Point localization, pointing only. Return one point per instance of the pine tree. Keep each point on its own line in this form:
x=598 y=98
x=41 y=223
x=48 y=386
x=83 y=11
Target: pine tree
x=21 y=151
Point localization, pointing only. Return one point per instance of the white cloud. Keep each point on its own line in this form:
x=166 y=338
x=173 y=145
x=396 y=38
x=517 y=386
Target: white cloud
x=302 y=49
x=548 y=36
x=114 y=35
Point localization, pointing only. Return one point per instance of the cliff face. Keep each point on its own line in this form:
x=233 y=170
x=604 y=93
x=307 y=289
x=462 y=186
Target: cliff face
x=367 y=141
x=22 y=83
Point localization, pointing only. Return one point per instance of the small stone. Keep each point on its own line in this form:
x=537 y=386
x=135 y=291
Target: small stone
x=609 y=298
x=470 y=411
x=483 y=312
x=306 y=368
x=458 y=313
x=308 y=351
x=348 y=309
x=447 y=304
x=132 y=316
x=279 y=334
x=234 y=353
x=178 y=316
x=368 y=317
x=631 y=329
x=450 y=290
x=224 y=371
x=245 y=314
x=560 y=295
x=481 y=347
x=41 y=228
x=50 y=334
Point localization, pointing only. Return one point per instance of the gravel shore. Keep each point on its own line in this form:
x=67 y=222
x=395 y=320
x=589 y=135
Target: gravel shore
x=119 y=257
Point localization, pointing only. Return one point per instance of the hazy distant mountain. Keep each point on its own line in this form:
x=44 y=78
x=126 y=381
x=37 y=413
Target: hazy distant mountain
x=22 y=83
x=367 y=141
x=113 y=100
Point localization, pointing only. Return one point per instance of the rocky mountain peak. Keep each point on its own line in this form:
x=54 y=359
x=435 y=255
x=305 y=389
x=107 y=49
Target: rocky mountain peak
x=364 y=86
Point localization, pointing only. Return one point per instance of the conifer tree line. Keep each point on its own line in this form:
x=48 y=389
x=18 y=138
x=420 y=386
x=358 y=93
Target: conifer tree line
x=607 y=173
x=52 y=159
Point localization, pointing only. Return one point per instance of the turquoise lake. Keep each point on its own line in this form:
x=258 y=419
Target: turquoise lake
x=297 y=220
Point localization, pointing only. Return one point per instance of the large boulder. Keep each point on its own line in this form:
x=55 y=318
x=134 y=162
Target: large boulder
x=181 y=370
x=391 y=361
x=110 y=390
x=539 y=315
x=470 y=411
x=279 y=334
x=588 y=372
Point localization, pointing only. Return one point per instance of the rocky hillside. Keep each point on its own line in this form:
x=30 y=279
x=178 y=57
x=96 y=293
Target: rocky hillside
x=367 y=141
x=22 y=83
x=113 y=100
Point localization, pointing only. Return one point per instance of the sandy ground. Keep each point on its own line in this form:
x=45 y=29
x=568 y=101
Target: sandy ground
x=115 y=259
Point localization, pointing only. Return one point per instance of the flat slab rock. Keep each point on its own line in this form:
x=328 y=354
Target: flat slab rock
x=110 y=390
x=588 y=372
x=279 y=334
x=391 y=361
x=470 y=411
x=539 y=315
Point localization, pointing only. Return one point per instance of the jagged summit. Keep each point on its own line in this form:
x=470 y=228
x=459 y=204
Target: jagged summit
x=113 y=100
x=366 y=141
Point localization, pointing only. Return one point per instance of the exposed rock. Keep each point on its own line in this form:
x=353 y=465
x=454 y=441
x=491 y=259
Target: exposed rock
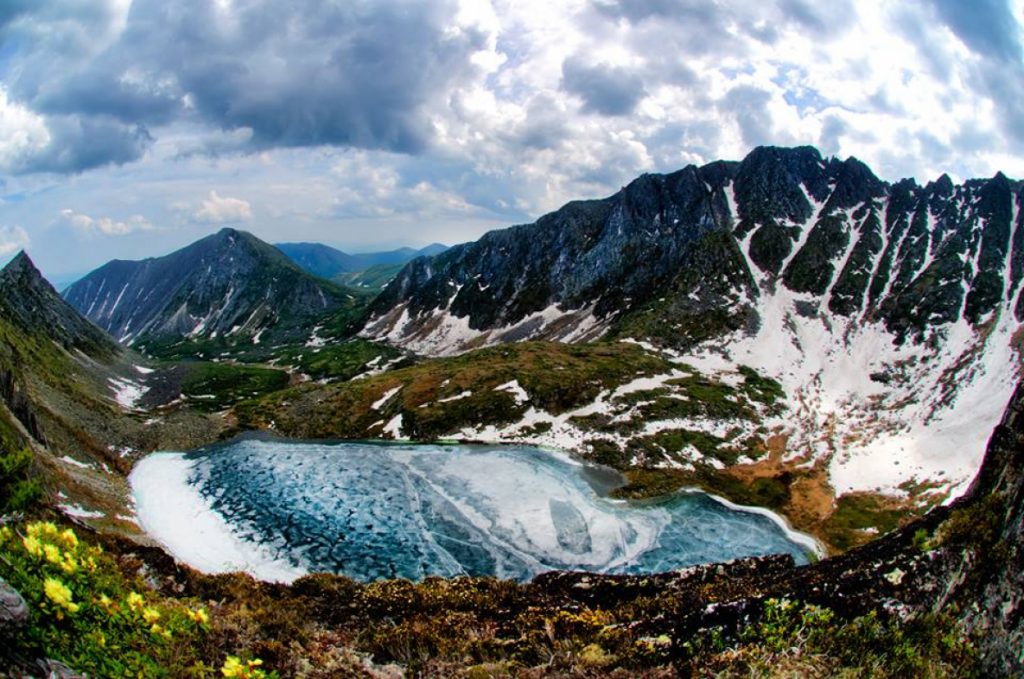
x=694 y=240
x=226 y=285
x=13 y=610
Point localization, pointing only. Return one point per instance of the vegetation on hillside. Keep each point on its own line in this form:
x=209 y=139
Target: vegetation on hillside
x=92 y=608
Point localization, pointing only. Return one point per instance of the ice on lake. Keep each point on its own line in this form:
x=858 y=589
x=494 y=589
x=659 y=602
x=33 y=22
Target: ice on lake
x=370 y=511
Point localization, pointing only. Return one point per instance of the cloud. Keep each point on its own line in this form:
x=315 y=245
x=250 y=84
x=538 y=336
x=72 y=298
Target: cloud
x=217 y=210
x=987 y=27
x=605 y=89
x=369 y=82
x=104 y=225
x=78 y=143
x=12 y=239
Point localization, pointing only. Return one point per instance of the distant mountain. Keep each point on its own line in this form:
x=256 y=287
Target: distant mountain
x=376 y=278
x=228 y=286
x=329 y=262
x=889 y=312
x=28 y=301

::::::::

_Exercise directions_
Restate the material above word for word, omitting the pictures.

_Answer to the problem_
Point localization, pointing only. Return one point per instance of the pine tree. Keep each point on its own line in this form:
x=598 y=98
x=41 y=223
x=48 y=386
x=83 y=11
Target: pine tree
x=21 y=151
Point localization, pointing only. Return one point per instance of the white cloud. Keep each point on its own line in this form:
x=166 y=338
x=173 y=145
x=396 y=38
x=517 y=386
Target: white cloud
x=302 y=49
x=548 y=36
x=114 y=35
Point localization, pointing only. Return one point per instance of the cliff face. Keep each point on its own line in this form:
x=233 y=170
x=604 y=93
x=307 y=289
x=462 y=186
Target: cliff face
x=367 y=141
x=22 y=83
Point localization, pointing only. Return one point per instance of the small stone. Keep each point on its own line in this form:
x=537 y=386
x=135 y=291
Target: small stone
x=609 y=298
x=470 y=411
x=483 y=312
x=306 y=368
x=458 y=313
x=308 y=351
x=348 y=309
x=447 y=304
x=132 y=316
x=279 y=334
x=234 y=353
x=178 y=316
x=368 y=317
x=631 y=329
x=450 y=290
x=224 y=371
x=245 y=314
x=560 y=295
x=481 y=347
x=41 y=228
x=50 y=334
Point localization, pointing only. Return one point per instance of the gravel shore. Keep each point on its own line in this form:
x=67 y=222
x=395 y=320
x=589 y=135
Target: gravel shore
x=119 y=257
Point localization, pointing only. Return one point per instance of the hazy distant mountain. Keep each point on its own line in this form:
x=44 y=78
x=126 y=381
x=37 y=413
Target: hazy distant mountain
x=22 y=83
x=367 y=141
x=113 y=100
Point localization, pointing only. Return one point per instance of the rocky mountain peak. Keep each point on its own line in this form:
x=54 y=359
x=435 y=255
x=305 y=389
x=107 y=49
Target: rocky mountain peak
x=364 y=86
Point localization, pointing only. Return one point per instance of the conifer tree line. Keep each point on its own line in this form:
x=48 y=389
x=18 y=138
x=420 y=386
x=358 y=93
Target: conifer tree line
x=607 y=173
x=52 y=159
Point localization, pointing only. Return one point per instance of the turquoise lake. Keep each point on its own line in this form:
x=258 y=419
Target: turquoise lake
x=297 y=220
Point localization, pointing only. Return one point per instance of the large boulder. Keep each point on its own line in this form:
x=55 y=318
x=134 y=162
Target: large boulder
x=181 y=370
x=391 y=361
x=110 y=390
x=539 y=315
x=470 y=411
x=279 y=334
x=588 y=372
Point localization, pointing only. Return one point per instance of the rocky hillside. Keep each point on its own line in this form:
x=30 y=279
x=178 y=57
x=96 y=293
Target: rocky hillside
x=367 y=141
x=22 y=83
x=113 y=100
Point localization, pointing only. Return one point per instance of the sandy ground. Keep each point on its own line in this form:
x=45 y=29
x=568 y=101
Target: sandy ground
x=115 y=259
Point localization, pointing only. Return one point per instance of the flat slab rock. Keep each point on its own line in this form:
x=328 y=354
Target: flat slab rock
x=110 y=390
x=588 y=372
x=279 y=334
x=391 y=361
x=470 y=411
x=539 y=315
Point localization, pointing only. Return one point per instance of the jagged summit. Keep each point on its own line in this form:
x=470 y=228
x=459 y=204
Target: jagged summit
x=113 y=100
x=366 y=141
Point localization, pointing only. Return one point per instance of the exposed rock. Keep each point on its own line in this form:
x=353 y=465
x=454 y=441
x=491 y=259
Target: exposed rock
x=694 y=240
x=226 y=285
x=13 y=610
Point localization, pointing only. Return one point per instance of the vegetation on hillside. Keep each point on its own line in this form:
x=209 y=139
Target: vegetation on hillside
x=92 y=608
Point localization, pointing only. Return one point per instance of the ice on lake. Keep each point on its own line in this form:
x=858 y=589
x=494 y=589
x=659 y=602
x=33 y=22
Target: ice on lake
x=370 y=511
Point localization, pointing only. Return one point per instance of the cloud. Keep each point on its own line in this form:
x=315 y=245
x=250 y=84
x=538 y=336
x=72 y=298
Target: cloud
x=217 y=210
x=987 y=27
x=605 y=89
x=369 y=82
x=104 y=225
x=78 y=143
x=12 y=239
Point localization, pointing only. Return one point per instance of the distant mountain. Keep each point on its own line in this form:
x=256 y=287
Target: distant mountain
x=376 y=278
x=228 y=286
x=329 y=262
x=889 y=312
x=28 y=301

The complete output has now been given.